→ **Exercise input**
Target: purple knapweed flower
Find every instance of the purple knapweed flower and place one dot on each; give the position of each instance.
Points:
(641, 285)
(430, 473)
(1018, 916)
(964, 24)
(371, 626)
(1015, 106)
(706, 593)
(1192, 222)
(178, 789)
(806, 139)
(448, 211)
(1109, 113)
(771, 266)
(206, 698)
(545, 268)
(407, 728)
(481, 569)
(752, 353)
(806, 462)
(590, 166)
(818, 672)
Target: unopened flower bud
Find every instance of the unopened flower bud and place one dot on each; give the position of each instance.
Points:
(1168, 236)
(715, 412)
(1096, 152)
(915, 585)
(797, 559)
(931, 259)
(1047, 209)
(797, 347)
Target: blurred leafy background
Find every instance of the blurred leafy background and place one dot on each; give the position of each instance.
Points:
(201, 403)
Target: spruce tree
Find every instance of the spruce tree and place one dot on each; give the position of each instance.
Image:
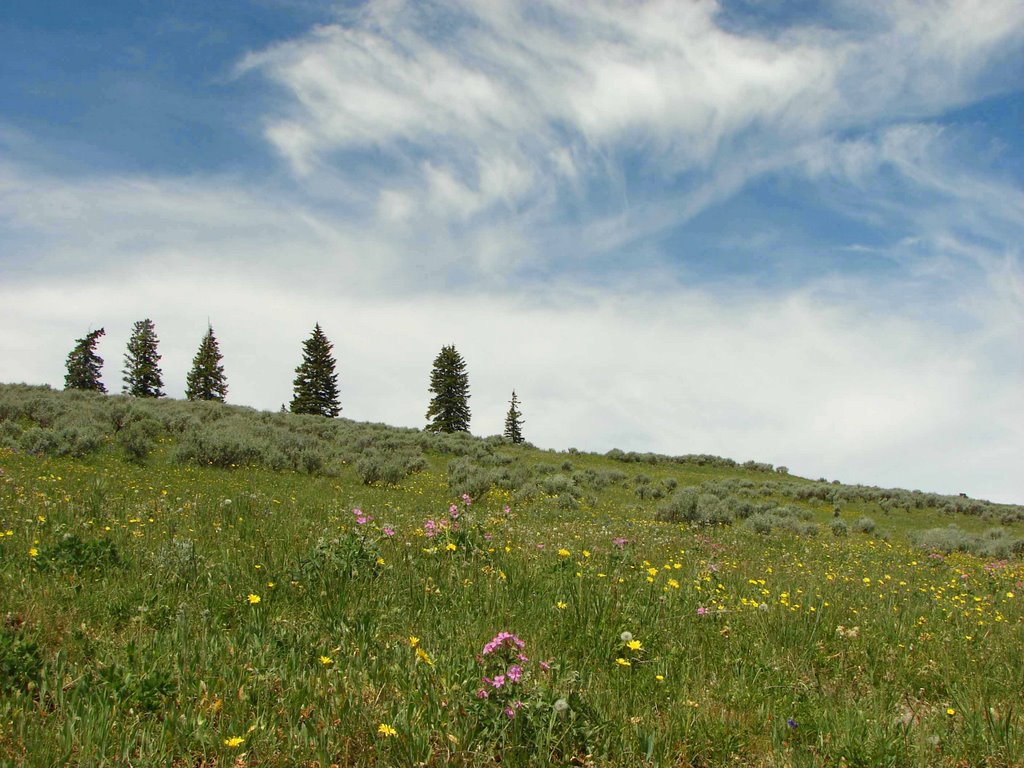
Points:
(84, 365)
(206, 380)
(141, 374)
(514, 422)
(315, 381)
(449, 410)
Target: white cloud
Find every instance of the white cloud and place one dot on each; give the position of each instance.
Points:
(827, 389)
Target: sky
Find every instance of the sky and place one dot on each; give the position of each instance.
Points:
(786, 231)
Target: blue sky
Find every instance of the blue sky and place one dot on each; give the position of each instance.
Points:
(787, 231)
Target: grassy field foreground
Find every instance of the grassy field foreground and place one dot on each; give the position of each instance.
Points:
(160, 612)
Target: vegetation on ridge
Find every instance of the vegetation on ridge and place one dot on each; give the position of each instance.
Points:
(198, 584)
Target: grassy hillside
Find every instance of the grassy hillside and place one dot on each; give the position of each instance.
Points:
(192, 584)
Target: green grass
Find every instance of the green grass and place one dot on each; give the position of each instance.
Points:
(132, 636)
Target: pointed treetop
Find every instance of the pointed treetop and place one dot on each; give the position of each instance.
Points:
(84, 365)
(315, 385)
(142, 377)
(206, 380)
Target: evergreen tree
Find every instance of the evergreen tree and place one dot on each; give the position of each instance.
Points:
(449, 411)
(206, 380)
(83, 365)
(514, 422)
(141, 374)
(315, 381)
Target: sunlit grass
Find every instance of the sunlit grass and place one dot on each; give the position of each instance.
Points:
(175, 614)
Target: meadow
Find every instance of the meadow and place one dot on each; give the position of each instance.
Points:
(199, 585)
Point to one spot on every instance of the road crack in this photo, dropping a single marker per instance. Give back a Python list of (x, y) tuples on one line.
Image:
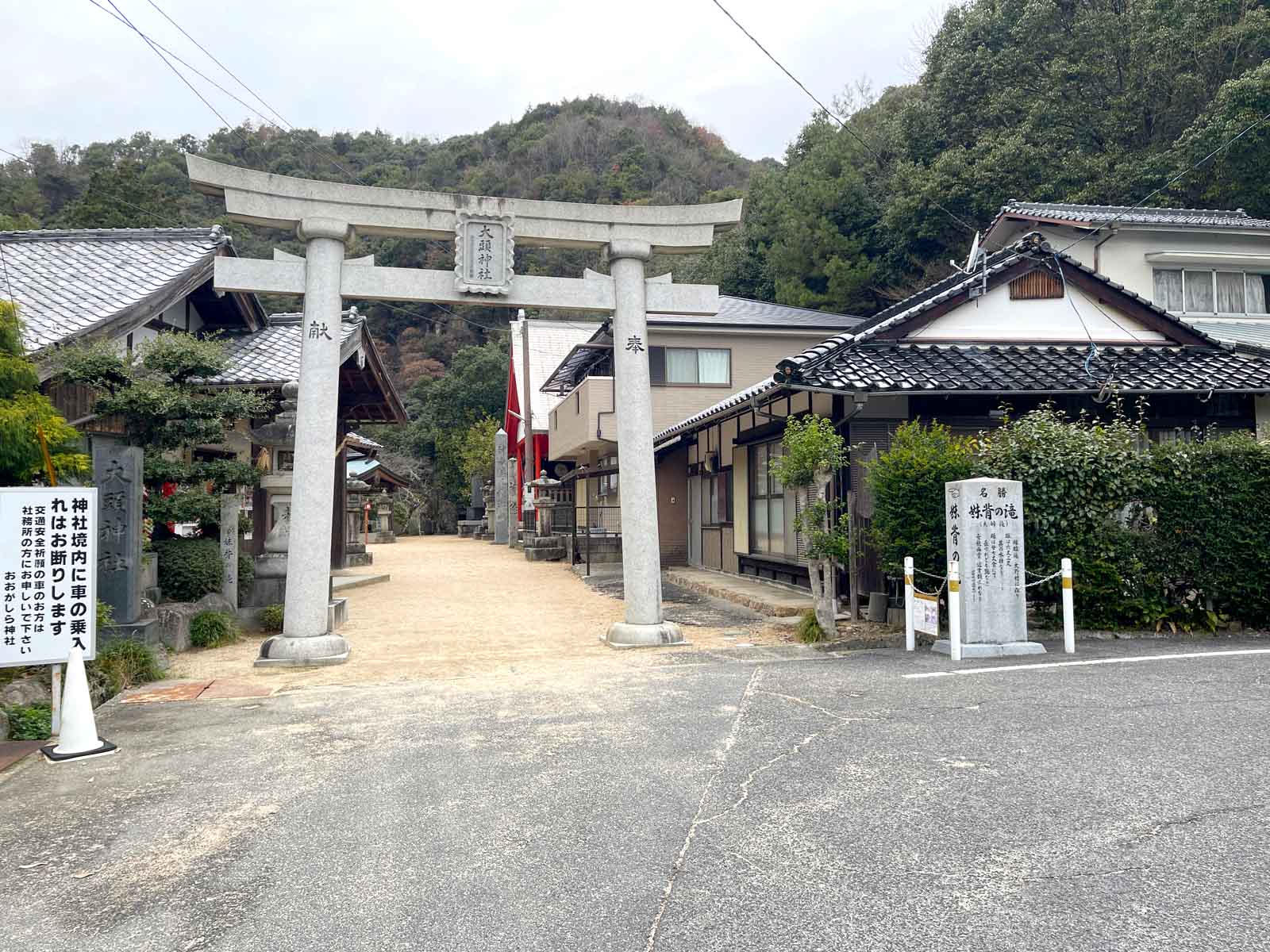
[(728, 744), (1195, 818)]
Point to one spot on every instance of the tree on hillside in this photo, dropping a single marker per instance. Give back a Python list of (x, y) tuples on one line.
[(167, 410), (25, 413), (444, 409), (1094, 102)]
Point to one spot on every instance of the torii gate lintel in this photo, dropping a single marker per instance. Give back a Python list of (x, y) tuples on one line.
[(328, 215)]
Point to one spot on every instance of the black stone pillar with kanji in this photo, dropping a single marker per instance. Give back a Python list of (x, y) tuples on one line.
[(117, 475)]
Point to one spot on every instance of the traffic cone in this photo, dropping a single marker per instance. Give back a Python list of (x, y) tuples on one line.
[(78, 736)]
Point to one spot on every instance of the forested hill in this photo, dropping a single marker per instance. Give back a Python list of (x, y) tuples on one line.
[(1060, 101), (584, 150)]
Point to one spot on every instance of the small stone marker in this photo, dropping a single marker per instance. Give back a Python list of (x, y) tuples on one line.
[(501, 520), (484, 251), (117, 474), (230, 505), (984, 528), (48, 574)]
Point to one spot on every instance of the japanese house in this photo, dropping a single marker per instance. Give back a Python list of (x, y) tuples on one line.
[(694, 361), (1030, 324)]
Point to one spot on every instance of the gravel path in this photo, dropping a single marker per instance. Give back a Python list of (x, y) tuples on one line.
[(460, 608)]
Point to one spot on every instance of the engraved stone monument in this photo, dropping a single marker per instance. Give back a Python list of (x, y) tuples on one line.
[(984, 532), (501, 520), (230, 505), (117, 474)]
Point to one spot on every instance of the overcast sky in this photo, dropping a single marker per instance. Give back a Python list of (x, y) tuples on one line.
[(435, 69)]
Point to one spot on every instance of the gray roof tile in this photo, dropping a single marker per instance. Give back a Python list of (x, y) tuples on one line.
[(67, 283), (745, 313), (272, 355)]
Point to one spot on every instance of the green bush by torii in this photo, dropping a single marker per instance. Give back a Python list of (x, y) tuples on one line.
[(813, 452)]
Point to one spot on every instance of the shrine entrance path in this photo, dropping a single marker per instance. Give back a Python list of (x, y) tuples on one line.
[(463, 608)]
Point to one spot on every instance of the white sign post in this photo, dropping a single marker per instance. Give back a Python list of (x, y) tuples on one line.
[(48, 574), (984, 531)]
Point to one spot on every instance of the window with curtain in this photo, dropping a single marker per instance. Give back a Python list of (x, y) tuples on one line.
[(690, 365), (717, 499), (766, 501), (1193, 291)]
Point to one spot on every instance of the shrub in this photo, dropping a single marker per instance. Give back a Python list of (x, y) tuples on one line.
[(808, 628), (122, 664), (29, 721), (247, 575), (271, 617), (213, 630), (188, 569), (1172, 535), (907, 486)]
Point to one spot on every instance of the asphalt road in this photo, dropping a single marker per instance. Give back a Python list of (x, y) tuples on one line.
[(718, 801)]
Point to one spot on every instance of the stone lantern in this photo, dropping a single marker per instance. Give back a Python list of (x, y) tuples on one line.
[(355, 517)]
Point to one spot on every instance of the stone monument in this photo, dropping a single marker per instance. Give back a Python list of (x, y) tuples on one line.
[(279, 438), (984, 531), (230, 505), (501, 520), (486, 230), (117, 474)]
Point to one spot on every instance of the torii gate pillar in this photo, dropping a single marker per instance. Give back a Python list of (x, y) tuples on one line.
[(306, 638), (641, 556)]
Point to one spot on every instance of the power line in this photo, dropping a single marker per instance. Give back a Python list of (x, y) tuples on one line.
[(829, 112), (291, 130), (159, 51), (1174, 181), (209, 54), (110, 196)]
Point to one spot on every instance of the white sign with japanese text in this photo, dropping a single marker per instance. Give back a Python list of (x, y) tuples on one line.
[(48, 574), (926, 613), (484, 251), (986, 536)]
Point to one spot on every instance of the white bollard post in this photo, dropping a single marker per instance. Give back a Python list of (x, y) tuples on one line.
[(910, 635), (1068, 609)]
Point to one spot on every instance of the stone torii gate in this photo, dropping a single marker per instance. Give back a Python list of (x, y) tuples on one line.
[(327, 215)]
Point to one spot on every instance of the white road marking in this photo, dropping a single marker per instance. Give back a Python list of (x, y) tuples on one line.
[(1091, 662)]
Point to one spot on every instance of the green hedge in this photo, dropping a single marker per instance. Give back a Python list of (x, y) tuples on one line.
[(271, 617), (213, 630), (1165, 536), (188, 568)]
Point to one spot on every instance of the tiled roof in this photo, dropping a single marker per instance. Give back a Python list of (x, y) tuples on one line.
[(364, 442), (1128, 215), (272, 355), (737, 399), (1030, 247), (1253, 333), (550, 342), (1026, 368), (361, 467), (67, 283), (743, 313)]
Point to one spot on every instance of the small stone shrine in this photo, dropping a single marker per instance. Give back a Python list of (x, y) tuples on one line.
[(984, 526), (357, 495), (501, 482)]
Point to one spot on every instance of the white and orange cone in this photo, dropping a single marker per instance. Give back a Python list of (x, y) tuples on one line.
[(78, 738)]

→ **Stated problem**
Copy every row above word for word, leaving out the pictures.

→ **Exercise solution**
Target: purple knapweed flower
Find every instance of the purple knapweed flower and place one dot on each; give the position of each instance.
Points:
(641, 285)
(430, 473)
(1018, 916)
(964, 24)
(371, 626)
(1015, 106)
(706, 593)
(1192, 222)
(178, 789)
(806, 139)
(448, 211)
(1109, 113)
(771, 266)
(206, 698)
(545, 268)
(407, 728)
(481, 569)
(752, 353)
(806, 462)
(590, 166)
(818, 672)
Target: unopened flower bud
Find every instance of the unopened flower bud and place one dot on each; give the position of each instance.
Points:
(1168, 236)
(715, 412)
(1096, 152)
(915, 585)
(797, 559)
(931, 259)
(1047, 209)
(797, 347)
Target: blurred leafy background
Find every instance of the blurred leafy background and place one dot on each; give the position of each instance.
Points:
(201, 403)
Target: spruce tree
Find every instance of the spruce tree and place one dot on each; give the position of each instance.
Image:
Points:
(84, 365)
(206, 380)
(141, 374)
(514, 422)
(315, 381)
(449, 410)
Target: white cloud
Find every instance of the white cloud and place one dot on each; give the position of each instance.
Points:
(827, 389)
Target: sky
Find every instance of the sky and place one dot on each; give the position of each instance.
Points:
(786, 231)
Target: blue sky
Find every instance of the blue sky and place one dot on each; give the position of each instance.
Points:
(787, 231)
Target: grassy field foreground
Find every instance of the grassy field foreground and place one dot on each; give the position of each instance.
Points:
(160, 612)
Target: vegetation on ridge
Find every instance of the vegetation on ridge and place one dot on each; give the position of each instance.
Points:
(198, 584)
Target: grassy hillside
Find every instance of the grassy hillside and place one dot on each; give the position of each instance.
Points:
(192, 584)
Target: green grass
Find every instance of the green grass and place one dot on each; give the position of each instance.
Points:
(132, 636)
Target: pointed treetop
Find every instance of the pointed treetop and place one dot on each; give the position of each instance.
Points:
(84, 365)
(315, 385)
(142, 377)
(206, 380)
Target: evergreen tree
Find every instance of the evergreen tree and place one dot on each; give the position of each instance.
Points:
(449, 411)
(206, 380)
(83, 365)
(514, 422)
(141, 374)
(315, 381)
Target: sunlit grass
Find every instance of the sunlit grass and place one dot on each; give the position of each instance.
Points:
(175, 614)
Target: meadow
Find every instance of the meadow and place one dot on each; give the position of each instance.
Points:
(199, 585)
Point to one spot on every instance of the road crack in this photo, dropping a single marker per instance. Give back a Python list of (x, y) tuples on one line.
Image:
[(728, 744), (1195, 818)]
Point to one spot on every instance of the tree on hillside in this photo, dropping a single marker per instance. Give back a Python list of (x, y) tuples on one line.
[(167, 410), (25, 413), (444, 409), (1094, 102)]
Point to one spot on every instance of the torii gate lintel in this photo, dropping a single marker per instance. Give back a Python list of (x, y) tuples on one line.
[(328, 215)]
Point to one spot on every instance of the black stone pillar with kanji in this photo, dropping a single marker per instance. Give back a Python list of (x, y) tuples on one line.
[(117, 475)]
Point to one spot on every instance of the traffic cone in this photo, dropping a single marker per instance. Give back a Python list of (x, y) tuples on one line.
[(78, 736)]
Point to one spot on every instance of the forested hill in this photo, dropping a single marker per instance. Give back a Python list of (x, y) tuples on one line.
[(1060, 101), (584, 150)]
Point to one spot on every instance of the small stone marker in this photo, dropping a single marker per instance. Give back a Python list of (x, y) tuples on one line.
[(501, 520), (484, 251), (117, 474), (230, 505), (984, 528), (48, 574)]
Point to one spot on every instance of the japanese house in this photo, dropping a single marker per instance. Give back a Python list of (x, y) tuples on one line.
[(694, 361), (1030, 324)]
Point to one spot on every instance of the gravel path in this photo, dropping a single marker per instance. Give back a Python list of (x, y) tuples on one line.
[(460, 608)]
Point to one spot on every instance of the engraved stone monument in this photo, dropping a single marker per instance. Give back a Python list of (x, y) tuples on one line.
[(984, 532), (501, 520), (230, 505), (117, 474)]
Point to one spot on every instance of the overcast sky in this photo, dropping a single marker per instance. Give back a Python list of (x, y) tuples on one line.
[(435, 69)]
Point to one spot on every instance of the gray roof tile in this photo, dropping a single marker per instance. Give back a Python list of (x, y) tuples on one line.
[(67, 283), (745, 313), (272, 355)]
Point to one spot on every instance of the green bush by torii in this photo, dropping a single marker per instance. Give back a Python list of (x, y) tuples on one line.
[(813, 452)]
Point to one spot on every instance of the shrine entrance path in this photo, dropping a single marker per instance. Give back a Python list of (x, y) tuples on one line.
[(463, 608)]
Point to one spot on every instance of the white sign post in this photo, dropping a single marker per instance. Give back a Python list of (x, y) tuples on one line.
[(48, 574), (984, 531)]
Point to one spot on every instance of the window with curtain in this photo, dropping a single marker per instance. Give back a Python list of (x, y) tuples on one line.
[(690, 365), (717, 499), (766, 501), (1193, 291)]
Point to one spot on every instance of the shrub in this photo, dropping a single marker per instance. Give back a Python list of (x, y) tuples on one line.
[(808, 628), (122, 664), (29, 721), (247, 575), (271, 617), (213, 630), (188, 569), (1172, 535), (907, 486)]
Point to one spot on every instance of the asphalt road in this photo, dropping a single marker per instance. Give back a Python list of (x, y) tuples on one line.
[(718, 801)]
Point to one spot on every instance of the stone lantern in this photo, dropping a single marker per instance. Give back a Python list of (x, y) tuples on one line.
[(355, 517)]
Point to one spot on every instance of the stone monument in this photo, dropping a single marker per instance. Give back a Python list of (x, y) tuples on one line.
[(279, 438), (984, 531), (230, 505), (501, 520), (486, 230), (117, 474)]
Point to one spot on every instance of the torii gate pillar in this photo, dropping a single marker per instance. Give back a Python list of (x, y) tuples on one line.
[(306, 638), (641, 556)]
Point to one spot on every instance of the power line in this photo, dropping a single marker per instance. Give back a Python list of (x, y) tuples on one line.
[(829, 112), (291, 130), (159, 51), (1174, 181), (209, 54), (110, 196)]
Point to one spot on every instance of the white sign with japanese text in this photo, dropping a single marker per instance. Give back a Python list of (x, y) tuples on one line.
[(48, 574), (926, 613), (484, 251), (986, 536)]
Point to one spot on every instance of the white bollard post in this photo, dropping a single marker per instance. Give back a Python list of (x, y) tuples on one line.
[(910, 635), (1068, 609)]
Point to one spot on every instance of the stone torii gate in this photo, dropping a single marker per instance. Give back a Python list of (x, y) tuples on one line.
[(327, 215)]
Point to one spot on every instance of the white road marking in this photo, dropping a single marker per instance. Give back a Python list of (x, y) tuples on one line.
[(1091, 662)]
Point to one spot on every instance of the green hedge in this photo, dropping a single marker per instance. Give back a Python list of (x, y) tuples on one line.
[(271, 617), (213, 630), (1165, 536), (188, 568)]
Point to one spot on every instance of the tiled roof in this photo, dropping a single marker per instance. Give back a Python list of (x, y) tuples on one line.
[(364, 442), (1128, 215), (272, 355), (737, 399), (1030, 247), (1253, 333), (550, 342), (1026, 368), (361, 467), (67, 283), (743, 313)]
Point to one spot on every instance of the small stone shrine in this photo, dropping a single marker per instance. Give back a Python list of (x, y) tuples on one line.
[(984, 526), (357, 495), (501, 482)]
Point to one spot on every instance of the white and orange cone in this photo, dropping a single marker per instance. Give back a Python list of (x, y) tuples on one line.
[(78, 738)]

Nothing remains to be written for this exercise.